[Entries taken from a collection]
══════════════════════════════

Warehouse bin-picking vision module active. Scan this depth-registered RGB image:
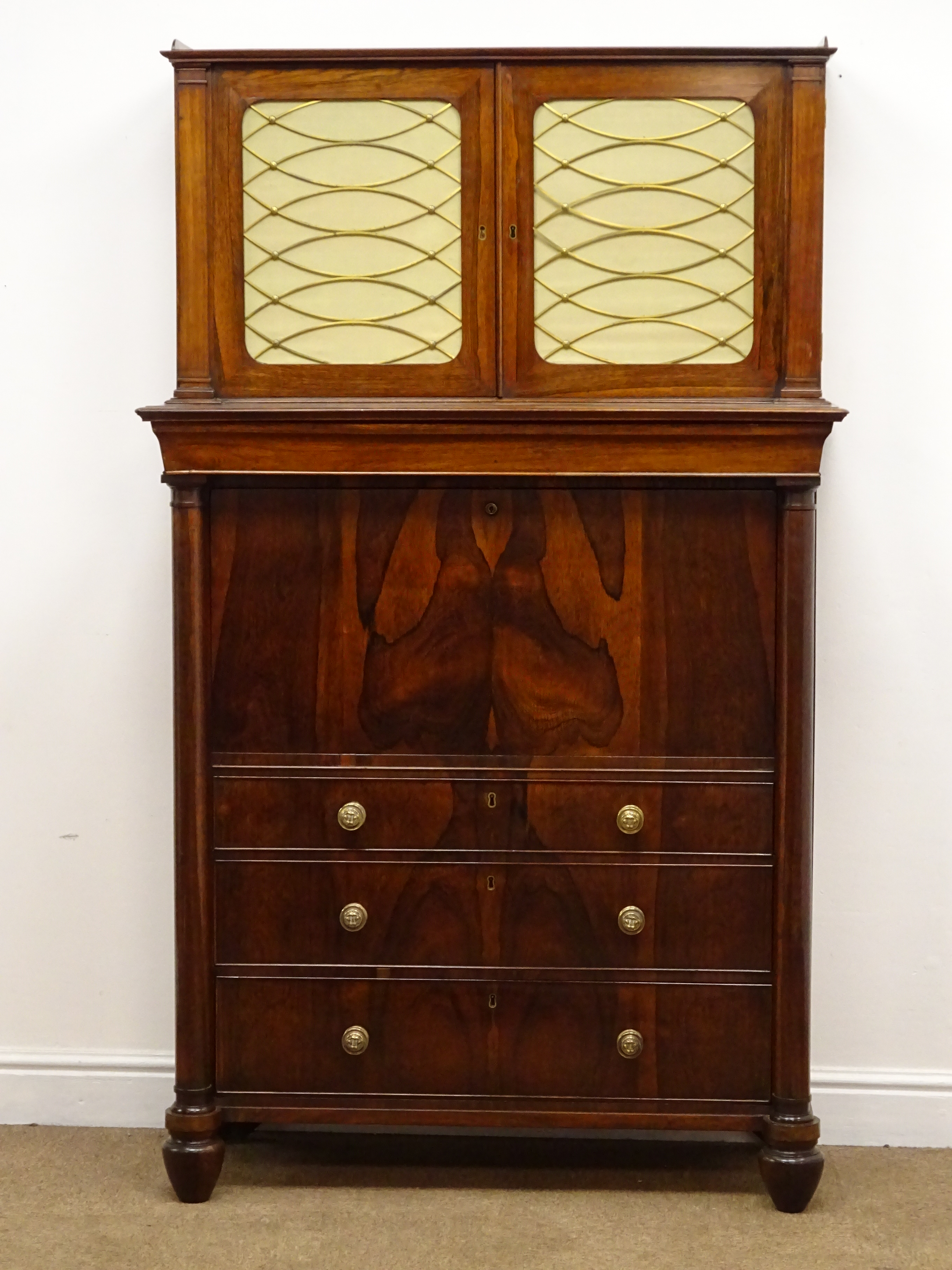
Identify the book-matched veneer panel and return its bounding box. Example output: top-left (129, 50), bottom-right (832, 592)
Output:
top-left (216, 860), bottom-right (772, 972)
top-left (215, 768), bottom-right (773, 856)
top-left (217, 978), bottom-right (770, 1100)
top-left (211, 486), bottom-right (777, 756)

══════════════════════════════

**EXERCISE GOAL**
All of the data above should be transcribed verbatim, with pictures omitted.

**EXERCISE ANSWER**
Warehouse bin-picking vision module active. Scan this depth-registered RGB image:
Identify the book-matched veneer panel and return its bounding box. Example output: top-left (129, 50), bottom-right (832, 592)
Output:
top-left (216, 860), bottom-right (772, 972)
top-left (215, 768), bottom-right (773, 856)
top-left (217, 978), bottom-right (770, 1100)
top-left (211, 486), bottom-right (777, 756)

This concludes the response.